*SUPPLIED INFORMATION*.
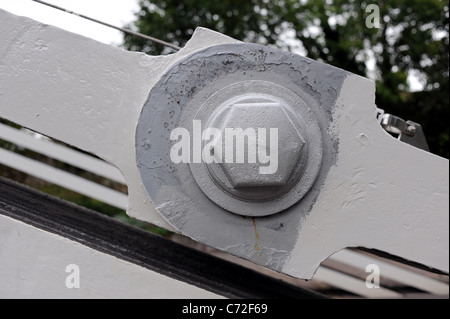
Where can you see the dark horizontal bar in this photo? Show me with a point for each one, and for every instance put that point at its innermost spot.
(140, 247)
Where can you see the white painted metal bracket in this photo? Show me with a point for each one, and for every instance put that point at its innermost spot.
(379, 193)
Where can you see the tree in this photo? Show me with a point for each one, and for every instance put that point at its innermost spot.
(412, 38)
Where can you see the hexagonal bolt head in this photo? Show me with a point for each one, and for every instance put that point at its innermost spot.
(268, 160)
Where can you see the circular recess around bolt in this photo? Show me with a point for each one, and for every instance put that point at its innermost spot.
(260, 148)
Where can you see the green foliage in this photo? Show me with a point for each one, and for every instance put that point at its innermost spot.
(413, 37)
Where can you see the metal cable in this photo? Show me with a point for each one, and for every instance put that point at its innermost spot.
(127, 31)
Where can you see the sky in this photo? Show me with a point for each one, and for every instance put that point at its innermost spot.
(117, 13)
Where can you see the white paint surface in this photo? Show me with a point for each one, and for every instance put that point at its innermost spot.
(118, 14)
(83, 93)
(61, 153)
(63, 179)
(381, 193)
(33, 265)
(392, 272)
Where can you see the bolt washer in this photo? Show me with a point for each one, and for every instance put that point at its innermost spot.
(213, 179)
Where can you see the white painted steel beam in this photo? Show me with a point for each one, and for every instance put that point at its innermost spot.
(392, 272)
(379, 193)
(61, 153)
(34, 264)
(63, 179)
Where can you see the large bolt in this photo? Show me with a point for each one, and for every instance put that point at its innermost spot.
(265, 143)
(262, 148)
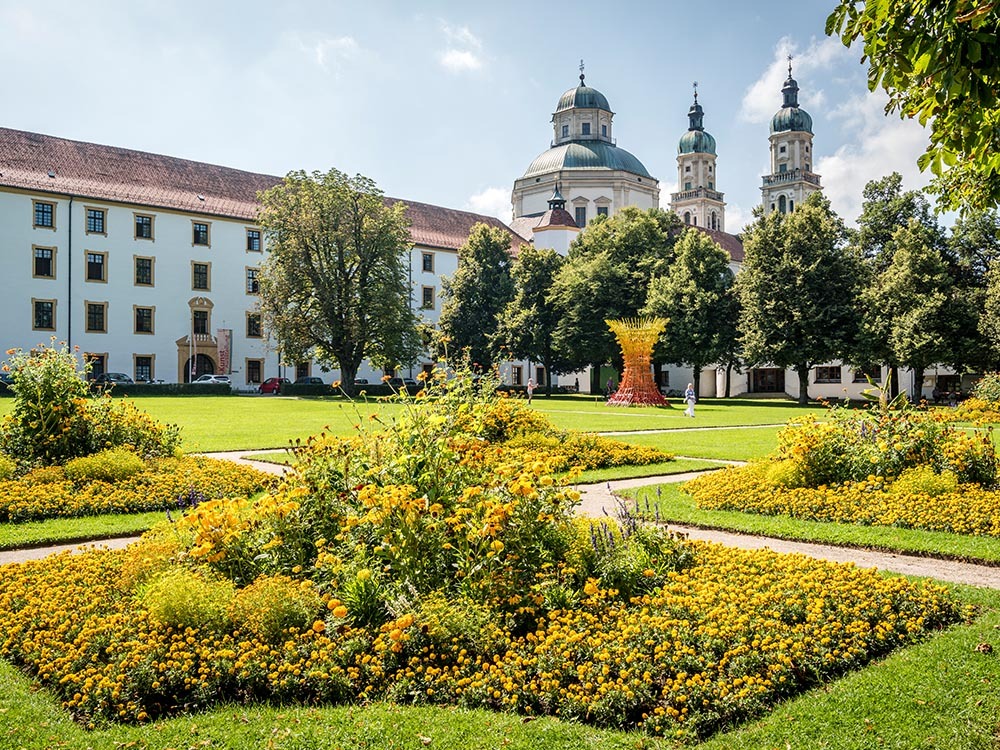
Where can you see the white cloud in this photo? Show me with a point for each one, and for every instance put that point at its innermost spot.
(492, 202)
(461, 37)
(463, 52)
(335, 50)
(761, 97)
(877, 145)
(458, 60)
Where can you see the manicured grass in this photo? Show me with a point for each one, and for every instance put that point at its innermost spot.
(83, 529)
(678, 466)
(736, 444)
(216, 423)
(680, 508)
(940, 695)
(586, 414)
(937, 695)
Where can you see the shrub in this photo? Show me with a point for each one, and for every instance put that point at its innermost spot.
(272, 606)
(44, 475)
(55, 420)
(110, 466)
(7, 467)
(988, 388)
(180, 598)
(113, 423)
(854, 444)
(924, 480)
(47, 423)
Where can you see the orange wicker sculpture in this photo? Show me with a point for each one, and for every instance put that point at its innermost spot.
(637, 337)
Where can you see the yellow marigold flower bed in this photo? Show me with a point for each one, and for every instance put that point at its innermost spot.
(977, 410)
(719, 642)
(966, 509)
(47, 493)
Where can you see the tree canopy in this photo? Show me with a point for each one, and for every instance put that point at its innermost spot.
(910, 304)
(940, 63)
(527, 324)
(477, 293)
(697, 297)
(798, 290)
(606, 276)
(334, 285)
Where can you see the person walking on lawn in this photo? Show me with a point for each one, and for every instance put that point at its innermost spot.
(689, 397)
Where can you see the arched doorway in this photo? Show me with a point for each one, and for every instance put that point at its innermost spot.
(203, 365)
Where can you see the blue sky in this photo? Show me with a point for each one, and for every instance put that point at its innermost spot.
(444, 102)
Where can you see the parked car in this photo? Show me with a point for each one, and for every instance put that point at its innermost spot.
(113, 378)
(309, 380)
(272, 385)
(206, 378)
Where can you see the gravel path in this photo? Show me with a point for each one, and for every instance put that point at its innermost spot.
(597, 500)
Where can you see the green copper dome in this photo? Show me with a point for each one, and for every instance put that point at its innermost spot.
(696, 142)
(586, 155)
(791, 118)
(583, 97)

*GIVEN PROBLEM*. Omit the pictures and reproduce the listing exactly.

*RESULT*.
Where can you see the dark horizontal bar in this photo? Show me with a point for each one, and for every instance put that point at its innermost spot.
(140, 247)
Where can you see the white painted metal bracket in this photo? Show me with a point for each one, and for every instance put that point at its innermost spot.
(379, 193)
Where can you see the tree in this photo? Show me with a point for each one, and for every instance put that point at its innermost spot.
(412, 38)
Where can you see the hexagonal bolt head in this photo? Show me with a point for each one, and for every instance put that point at its innermost spot.
(268, 160)
Where can you see the circular recess around bolt in this photo? Show me with a point for each one, and for every instance put that point at its innermost spot.
(260, 148)
Where can you see the green foliage in this photo? Show me with a point for each one, and for every instance put that point at its innermost spot.
(413, 37)
Where can you see the metal cable in this photo? Show me with a point for each one, and for every instance put that point at its innermost spot.
(127, 31)
Where can you see the sky in this photo? Show me with a point for each one, and for every instance put that point at its innermost spot.
(117, 13)
Where can you see the white paint surface in this photo? Show me with a point for each one, and for every instance put that point at its innermost spot.
(118, 14)
(83, 93)
(61, 153)
(63, 179)
(381, 193)
(33, 265)
(392, 272)
Where can you see the bolt washer in this photo? Show me with a point for each one, and for every instance put that point at its innermost spot.
(213, 179)
Where can you see the white painted steel beam in this photo? Show me with a point for each one, and for every instance put that point at its innermost spot.
(392, 272)
(379, 193)
(61, 153)
(34, 264)
(63, 179)
Where can you see the large bolt in this photo? Show me with a point for each one, and for every instance put that point at its innermost spot.
(265, 143)
(262, 148)
Where can you see the white cloud in this photo? Show me with a point for each one, and for every instance put that point at its innermost spot.
(492, 202)
(461, 37)
(463, 52)
(335, 50)
(761, 97)
(877, 145)
(458, 60)
Where can you see the manicured grass in this photo? Show me with a point for each one, and for every instance put that point at its innermost spot.
(83, 529)
(678, 466)
(736, 444)
(216, 423)
(680, 508)
(940, 695)
(586, 414)
(937, 695)
Where can you see the shrub in this photo? Show me with a point for each one, and for every instance put that point at its innermost spot.
(272, 606)
(44, 475)
(55, 420)
(110, 466)
(7, 467)
(988, 388)
(180, 598)
(113, 423)
(854, 444)
(924, 480)
(47, 423)
Where can you see the orange wicker sculpture in this photo? Show me with a point for each one, and for every instance put that point at its innermost spot.
(637, 337)
Where can you see the yellow marigold flower bed in this photo? Show me with a point for each one, and for every instance put that point at its innermost spot.
(977, 410)
(719, 642)
(966, 509)
(47, 493)
Where can you see the tree canopy in this photo? Show me with a point for each one, and for every instance put that point at its innermost spot.
(910, 304)
(940, 63)
(527, 324)
(477, 293)
(697, 297)
(798, 290)
(606, 276)
(334, 285)
Where can you see the person walking on lawn in this photo? Show me with a point for each one, and for every instance put that point at its innermost spot.
(689, 397)
Where can you see the arched doorway in this photo? Show me with a point for each one, and for every instance put that point at its innermost spot.
(203, 365)
Where can you see the blue sky in this photo? Show me with a point for each one, and for every instance put that point at its innermost spot.
(444, 102)
Where can you see the parked car in this photo? Show me with a point for each one, and for every instance put that point at its innermost spot.
(113, 378)
(309, 380)
(272, 385)
(206, 378)
Where can you see the gravel path in this photo? Show me with a point for each one, and for every instance put that point at its innermost spot.
(597, 500)
Where can you see the green copper dome in this photo? Show me with a point for each one, and for every instance put that point at its innermost spot.
(696, 142)
(586, 155)
(791, 118)
(583, 97)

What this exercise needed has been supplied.